What you are asked to do ::
Retype the lines below without any change, beginning at the first line and stopping after the line that contains "Return the outline of every instance of the church".

Outline lines for images
:::::

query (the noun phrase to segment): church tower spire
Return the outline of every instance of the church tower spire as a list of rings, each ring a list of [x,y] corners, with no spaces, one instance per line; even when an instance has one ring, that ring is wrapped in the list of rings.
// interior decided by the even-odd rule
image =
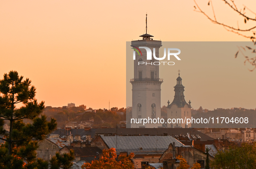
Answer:
[[[184,96],[184,88],[182,85],[182,79],[180,77],[180,70],[178,71],[178,77],[176,79],[177,83],[174,86],[174,91],[175,94],[174,99],[172,102],[169,104],[168,100],[168,105],[167,106],[167,118],[173,119],[178,118],[182,119],[184,121],[186,119],[191,118],[191,102],[189,100],[189,104],[188,104],[185,100]],[[168,124],[167,127],[169,128],[188,128],[191,127],[191,124],[183,124],[176,122],[175,123]]]
[[[181,81],[182,79],[180,76],[180,72],[178,70],[178,77],[176,79],[177,84],[174,86],[174,91],[175,91],[175,95],[174,95],[174,99],[171,105],[172,104],[175,104],[178,107],[184,107],[185,104],[187,104],[186,100],[185,100],[184,92],[185,91],[184,88],[182,85]]]

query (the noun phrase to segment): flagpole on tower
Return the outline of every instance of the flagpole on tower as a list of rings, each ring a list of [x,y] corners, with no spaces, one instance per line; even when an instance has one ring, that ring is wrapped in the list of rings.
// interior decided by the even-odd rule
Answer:
[[[147,24],[147,17],[148,17],[148,14],[146,13],[146,34],[147,34],[147,31],[148,30],[148,25]]]

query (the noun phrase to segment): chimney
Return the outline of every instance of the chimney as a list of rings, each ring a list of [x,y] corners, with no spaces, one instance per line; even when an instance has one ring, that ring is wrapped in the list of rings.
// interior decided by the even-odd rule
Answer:
[[[167,161],[163,161],[163,169],[168,169],[168,162]]]
[[[78,141],[81,140],[81,135],[75,135],[75,139]]]
[[[49,136],[49,138],[58,138],[59,137],[59,135],[50,135]]]
[[[71,130],[71,129],[72,128],[72,127],[66,127],[66,128],[66,128],[66,130],[69,131],[70,130]]]
[[[91,141],[91,135],[86,135],[85,136],[85,140]]]
[[[71,135],[66,135],[65,137],[65,140],[66,142],[71,144],[73,142],[73,136]]]
[[[173,153],[172,153],[172,159],[175,159],[175,158],[176,157],[176,152],[175,152],[175,142],[174,142],[172,143],[172,151],[173,151]]]
[[[90,129],[91,129],[91,127],[85,127],[84,128],[84,131],[88,131],[88,130],[90,130]]]

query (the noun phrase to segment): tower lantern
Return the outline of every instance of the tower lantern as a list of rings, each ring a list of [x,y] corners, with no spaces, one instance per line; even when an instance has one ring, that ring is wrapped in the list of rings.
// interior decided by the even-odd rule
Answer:
[[[131,46],[156,49],[156,56],[159,56],[159,49],[162,47],[161,41],[153,40],[154,36],[148,34],[147,14],[146,15],[146,33],[139,36],[142,40],[132,41]],[[132,118],[137,119],[161,118],[161,85],[163,80],[159,77],[159,66],[155,65],[155,60],[147,60],[146,50],[141,49],[141,54],[136,53],[134,61],[134,78],[131,79],[133,85],[133,109]],[[147,64],[139,65],[139,62]],[[158,128],[161,124],[131,124],[131,128]]]

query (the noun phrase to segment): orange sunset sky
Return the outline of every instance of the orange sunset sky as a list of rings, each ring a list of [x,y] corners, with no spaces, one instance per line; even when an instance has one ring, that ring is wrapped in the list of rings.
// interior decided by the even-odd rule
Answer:
[[[234,26],[238,20],[240,28],[244,26],[243,18],[231,15],[222,1],[212,1],[217,19]],[[246,5],[256,11],[256,2],[250,1],[254,2],[246,1]],[[198,3],[212,16],[208,1]],[[242,1],[237,3],[243,8]],[[110,107],[126,107],[126,42],[141,39],[146,13],[149,33],[155,40],[250,41],[213,24],[195,12],[194,6],[192,0],[1,0],[0,78],[11,70],[29,78],[37,88],[36,97],[45,101],[46,106],[62,106],[72,102],[103,109],[108,108],[110,100]],[[235,102],[236,98],[228,98],[235,104],[225,106],[217,100],[226,98],[216,95],[205,100],[205,92],[192,96],[185,91],[185,95],[197,100],[194,108],[256,107],[256,70],[248,71],[243,58],[225,59],[237,65],[242,74],[239,77],[245,75],[246,83],[250,84],[246,87],[249,92],[245,96],[241,86],[237,96],[245,99]],[[206,81],[218,79],[217,74],[205,77]],[[214,84],[209,85],[211,90]]]

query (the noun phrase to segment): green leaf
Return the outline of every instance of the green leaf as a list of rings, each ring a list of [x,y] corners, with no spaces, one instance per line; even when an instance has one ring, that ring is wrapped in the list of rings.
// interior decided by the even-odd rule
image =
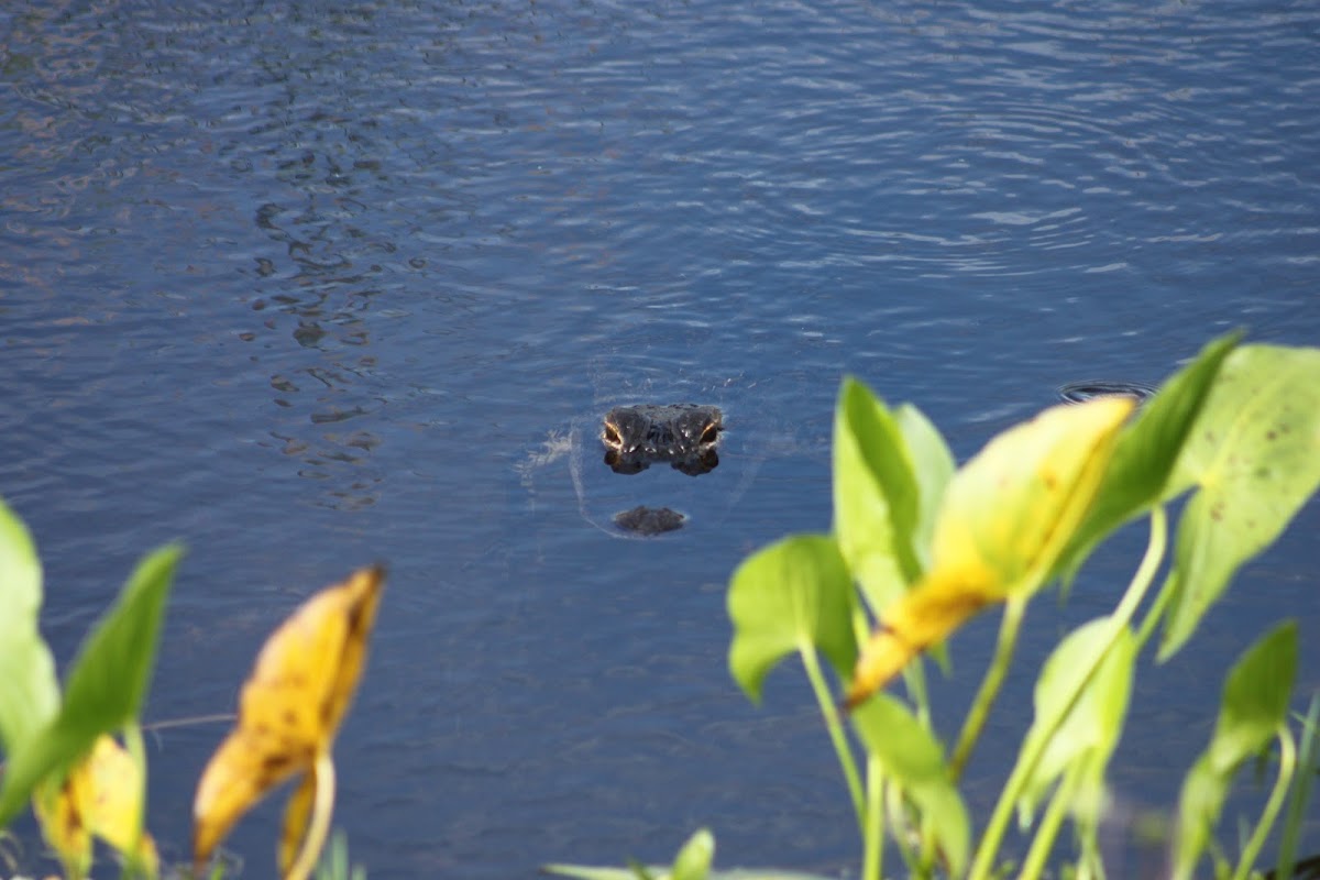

:::::

Output of the exercise ::
query (the noun phrase to segment): church tower spire
Return the outline of every instance of the church tower spire as a list of rings, each ring a list of [x,y] corners, with no spaces, one instance per line; even when an instance has one ring, that ring is wrapped in the list of rings.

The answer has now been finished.